[Task details] Please write out the clinical trial excerpt below from "We administered 82%" up to and including "the scheduled time.".

[Excerpt provided]
Consolidated Standards of Reporting Trials diagram showing flow of patients through the study. *Two patients were improving and therefore not approached, and two patients were previously enrolled in the study. SDM = substitute decision maker.
Baseline characteristics demonstrate a young population without major comorbidities and with a high acute severity of illness as demonstrated by the WHO Clinical Progression Scale, nine equivalents of manpower score, multiple organ dysfunction score, and SOFA values (Table S1, http://links.lww.com/CCX/B259).
We administered 82% (196/238) of the anticipated doses of study medication. Reasons for discontinuing study drug were the finding of pulmonary embolism (one patient prior to the first dose or 14 doses, one patient had the final four doses discontinued), initiation of extracorporeal membrane oxygenation (two patients, 22 doses), death (one patient, one dose), and no reason documented (one patient, one dose). Among the administered doses, 86% (169/196) were given within 1 hour of the scheduled time.

[Supplied records]
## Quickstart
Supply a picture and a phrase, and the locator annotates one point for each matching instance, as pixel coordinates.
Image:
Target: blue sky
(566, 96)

--

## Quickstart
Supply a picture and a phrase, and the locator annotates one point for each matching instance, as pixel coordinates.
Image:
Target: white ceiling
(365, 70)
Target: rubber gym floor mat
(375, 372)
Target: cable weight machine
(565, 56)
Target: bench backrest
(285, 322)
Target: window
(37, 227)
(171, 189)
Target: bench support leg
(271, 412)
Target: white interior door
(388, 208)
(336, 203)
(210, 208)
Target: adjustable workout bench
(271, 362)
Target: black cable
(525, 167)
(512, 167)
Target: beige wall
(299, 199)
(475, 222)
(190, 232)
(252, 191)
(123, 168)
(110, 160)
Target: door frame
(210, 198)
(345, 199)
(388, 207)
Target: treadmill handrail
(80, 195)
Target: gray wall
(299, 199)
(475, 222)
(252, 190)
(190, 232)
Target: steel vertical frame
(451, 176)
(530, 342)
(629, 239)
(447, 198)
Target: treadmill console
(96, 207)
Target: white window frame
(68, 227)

[Your response]
We administered 82% (196/238) of the anticipated doses of study medication. Reasons for discontinuing study drug were the finding of pulmonary embolism (one patient prior to the first dose or 14 doses, one patient had the final four doses discontinued), initiation of extracorporeal membrane oxygenation (two patients, 22 doses), death (one patient, one dose), and no reason documented (one patient, one dose). Among the administered doses, 86% (169/196) were given within 1 hour of the scheduled time.